EXERCÍCIOS PROPOSTOS –
1. Enumere todas as habilitações académicas do António que o excerto refere.
2. Transcreva o excerto desde "Em transportes, nunca" até "que não param de subir.".

TEXTO EM ESTUDO –
───
O António nasceu há mais ou menos 27 anos. Pode ter 25 ou 30, ninguém sabe, mas também não importa, porque a vida dele tem para contar a mesma história da sua geração.

Houve músicas, com diferentes ritmos, melodias e letras sobre a sua vida, e ora se revolta ora se ri, cínico, de achar que alguém conta a sua história, mesmo sem o conhecer.

Trabalha a recibos verdes, e disse-lhe o senhor de fato com voz arrastada que esta semana falou na tv, que dos 600 euros que recebe - fruto da elevada consideração e estima que o seu patrão tem pela sua licenciatura, mestrado, pós-graduação e inscrição no Doutoramento (que interrompeu porque a bolsa nunca chegava a horas, quando chegava!), - feitas as contas dos descontos que tem de dar para a segurança social e IRS, sobram-lhe pouco mais de metade de um mês de trabalho, muito para além das 40 horas semanais. 

Em transportes, nunca gasta menos de 50 euros por mês, nos transportes públicos que querem privatizar. Dizem que dão prejuízo. Mas o velho carro dos pais “gasta muito”…. Ou talvez sejam os combustíveis que não param de subir. 

Parece que há concorrência e diz o senhor de fato e voz arrastada que os reguladores deviam prestar mais atenção à opinião pública. Deve ser falta de atenção. Ou do preço do crude ou dos mercados ou dos árabes. Deve ser qualquer coisa, mas não param de subir. Lá em casa, parece que além da subida da prestação da casa, que os pais compraram quando era mais barato comprar ao banco do que arrendar ao dono, soma-se o aumento da água (que dizem que também será privatizada) da luz e do gaz. A opção é não ter, porque opção também não há, que não seja aguentar e apertar o cinto… em breve às escuras, parece.
───
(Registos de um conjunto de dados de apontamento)
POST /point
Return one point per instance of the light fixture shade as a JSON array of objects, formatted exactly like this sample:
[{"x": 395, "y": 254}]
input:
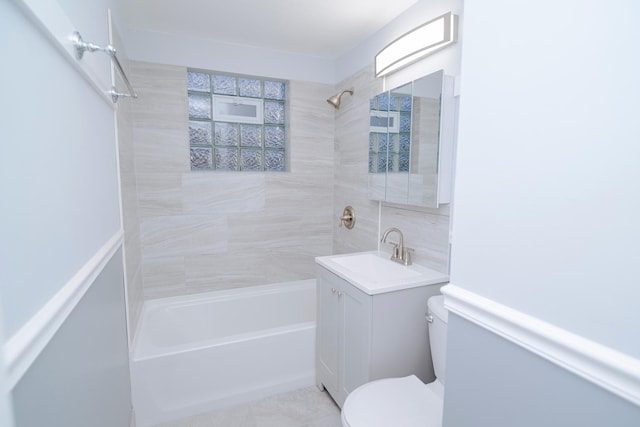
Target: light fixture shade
[{"x": 417, "y": 43}]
───
RESOLUÇÃO DOS EXERCÍCIOS –
1. Licenciatura, mestrado, pós-graduação e inscrição no Doutoramento.

2.
Em transportes, nunca gasta menos de 50 euros por mês, nos transportes públicos que querem privatizar. Dizem que dão prejuízo. Mas o velho carro dos pais “gasta muito”…. Ou talvez sejam os combustíveis que não param de subir.